▸ Stored records:
☆ ☆ ☆ ☆ ☆

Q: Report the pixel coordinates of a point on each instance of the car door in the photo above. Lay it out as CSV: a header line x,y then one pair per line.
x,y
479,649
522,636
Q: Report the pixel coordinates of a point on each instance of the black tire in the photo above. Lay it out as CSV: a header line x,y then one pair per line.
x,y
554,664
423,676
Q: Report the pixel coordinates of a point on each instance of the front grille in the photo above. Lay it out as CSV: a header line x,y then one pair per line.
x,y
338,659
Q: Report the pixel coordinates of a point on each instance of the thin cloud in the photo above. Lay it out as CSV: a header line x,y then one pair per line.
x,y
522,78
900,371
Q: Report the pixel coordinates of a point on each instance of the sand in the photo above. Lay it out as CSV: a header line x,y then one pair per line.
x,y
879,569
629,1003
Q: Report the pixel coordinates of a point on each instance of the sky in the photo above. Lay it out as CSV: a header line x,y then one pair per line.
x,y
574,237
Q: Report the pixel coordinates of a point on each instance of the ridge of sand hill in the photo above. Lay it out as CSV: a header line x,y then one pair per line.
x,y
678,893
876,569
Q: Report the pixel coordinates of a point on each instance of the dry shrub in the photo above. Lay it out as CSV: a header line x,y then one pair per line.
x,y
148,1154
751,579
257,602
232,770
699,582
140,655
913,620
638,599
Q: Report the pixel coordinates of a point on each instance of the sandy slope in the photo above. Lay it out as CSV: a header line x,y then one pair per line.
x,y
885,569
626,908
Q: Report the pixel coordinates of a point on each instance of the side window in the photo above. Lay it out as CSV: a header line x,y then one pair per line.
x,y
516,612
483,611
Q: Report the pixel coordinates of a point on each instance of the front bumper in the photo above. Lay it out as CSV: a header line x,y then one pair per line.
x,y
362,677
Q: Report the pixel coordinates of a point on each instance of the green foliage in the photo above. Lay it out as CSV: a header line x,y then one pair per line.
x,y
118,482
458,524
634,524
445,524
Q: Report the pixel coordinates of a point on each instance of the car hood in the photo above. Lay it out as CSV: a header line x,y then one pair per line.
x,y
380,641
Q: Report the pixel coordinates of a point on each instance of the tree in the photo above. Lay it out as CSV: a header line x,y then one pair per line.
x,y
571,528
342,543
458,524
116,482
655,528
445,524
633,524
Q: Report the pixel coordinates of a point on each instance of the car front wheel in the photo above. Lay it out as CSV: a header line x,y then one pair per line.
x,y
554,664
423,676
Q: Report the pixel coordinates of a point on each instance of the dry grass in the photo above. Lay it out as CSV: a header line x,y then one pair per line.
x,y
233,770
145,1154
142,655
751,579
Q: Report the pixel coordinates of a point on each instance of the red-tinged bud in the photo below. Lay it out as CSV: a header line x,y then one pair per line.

☆ ☆ ☆ ☆ ☆

▸ Exercise brief:
Give back, exactly as written, the lines from the one with "of the side" to the last line.

▸ Correct answer:
Q: Report the pixel coordinates of a point on each instance of the side window in the photo above. Lay it out as CSV: a header line x,y then one pair per line.
x,y
516,612
483,611
Q: Report the pixel coordinates of a point on each instance of the front bumper in the photo above. Lay it out as CSV: a header line x,y then one pair per line.
x,y
362,677
Q: Report the pixel coordinates of a point on each instance of the green foliage in the photo above. Lay it out as CSV: a header line x,y then one pair per line.
x,y
118,482
458,524
634,524
445,524
Q: Report the pixel coordinates of a point on each instance of the car hood in the photo above. Lay it out as CSV: a header line x,y then one pair per line.
x,y
380,641
Q: Report the pixel coordinates of a point on each instance of the tree in the photo above. Lay it out as CSV: a header line x,y then one pair per line.
x,y
571,528
342,543
458,524
116,482
655,528
445,524
633,524
Q: Report the pixel coordinates of a point on each instance of the car front wheel in the photo above. Lay it out as CSV: a header line x,y then one pair per line.
x,y
554,664
423,676
Q: Report the pixel coordinates of a point on each instance of the dry grass in the photo above. Lay it out as CSV: a header line x,y then one pair per line.
x,y
233,770
145,1154
142,655
751,579
Q: Report the pixel coordinates of a point on each instance of the red-tinged bud in the photo below. Lay it out as CSV: a header line x,y then one pair per line.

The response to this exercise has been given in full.